## Set task 1
In the forum thread on the expansion of the universe, how many light years per parsec does the answer divide by?
## Set task 2
Retype a passage from the forum thread on the expansion of the universe, starting at the words "Last Edited By" and stopping after "to the speed of light.".

## Source document
Expansion of the universe

Last Edited By Krjb Donovan
Last Updated: Mar 11, 2014 07:55 PM GMT

Question

QUESTION: Hi Courtney! Thank you for volunteering!!! Here is my question:


Bruce

ANSWER: The problem is your units (and a probable decimal place error). The "observable" Universe is 13.7 billion light years in radius, not 13.7 billion parsecs. Dividing by 3.26 light years per parsec yields 4 Gpc for the radius, not 13.7. Multiplying by 74.2 km/sec/Mpc yields 297000 km/sec, which is essentially the same as the speed of light. So the numbers come out "right".

This is of course not an accident. The size of the "observable" Universe is defined as the distance at which the expansion velocity would be equal to the speed of light; so if the arithmetic is done correctly, the radius (in Mpc) multiplied by the Hubble constant (in km/sec/Mpc) always comes out equal to the speed of light.

The actual size of the Universe, however, is many times larger than that. It's just that regions which lie beyond the "observable" limit can't be observed, because as light travels from there to here, the expansion of the space through which it is traveling carries the light away from us, despite its velocity in our direction.

---------- FOLLOW-UP ----------

QUESTION: This page also says the same thing:

http://en.wikipedia.org/wiki/Observable_universe

The age of the Universe is about 13.7 billion years, but due to the expansion of space we are now observing objects that are now considerably farther away than a static 13.7 billion light-years distance. The edge of the observable universe is now located about 46.5 billion light-years away

Bruce


Answer

It is correct that the objects we now see as they were 13.7 billion years ago are now much farther away. BUT THEY ARE NO LONGER PART OF THE OBSERVABLE UNIVERSE, and how fast they are now moving away from us is irrelevant, since we can no longer see them. We can see them as they were when they were at a distance at which the universal expansion rate between us and them was close to the speed of light; but now that they are much farther away, the space between us and them is expanding at more than three times the speed of light (any given Mpc only expands at 75 km/sec, but there are a lot more Mpc between us and them now than there used to be), so their light can no longer reach us.

As an example, suppose something is now half of 13.7 Gly away, moving away at half the speed of light. As time passes, the amount of space between here and there will increase, and as the object's distance increases, so will its speed. It isn't really speeding up -- in fact, it isn't really moving away from us at all, in the normal sense of the phrase. But the empty space between us and it is expanding at a roughly constant rate, and the more empty space there is, the faster the object will seem to move away from us. At some point it will be 13.7 Gly away, moving away from us at nearly the speed of light. At that point, it would still appear more or less as it was when the light by which we see it left it. Soon afterward, the object would be more than 13.7 Gly away, and the empty space between it and us would have a total expansion rate greater than the speed of light; so it would have moved beyond the observable part of the Universe, into the unobservable part.

An odd result of this is that although the Universe is getting larger, the part of it that we can see is getting smaller. Eventually, everything which is now more than about a hundred million light years away from us will be too far away, and 'moving' away from us too fast for us to see it, and the only things left in the observable Universe will be those galaxies close enough to us that their local gravity can overcome the overall expansion.

## Data rows
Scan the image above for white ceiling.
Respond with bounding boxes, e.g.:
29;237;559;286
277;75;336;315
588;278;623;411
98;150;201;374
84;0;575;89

## Exercise response 1
3.26 light years per parsec.

## Exercise response 2
Last Edited By Krjb Donovan
Last Updated: Mar 11, 2014 07:55 PM GMT

Question

QUESTION: Hi Courtney! Thank you for volunteering!!! Here is my question:


Bruce

ANSWER: The problem is your units (and a probable decimal place error). The "observable" Universe is 13.7 billion light years in radius, not 13.7 billion parsecs. Dividing by 3.26 light years per parsec yields 4 Gpc for the radius, not 13.7. Multiplying by 74.2 km/sec/Mpc yields 297000 km/sec, which is essentially the same as the speed of light. So the numbers come out "right".

This is of course not an accident. The size of the "observable" Universe is defined as the distance at which the expansion velocity would be equal to the speed of light; so if the arithmetic is done correctly, the radius (in Mpc) multiplied by the Hubble constant (in km/sec/Mpc) always comes out equal to the speed of light.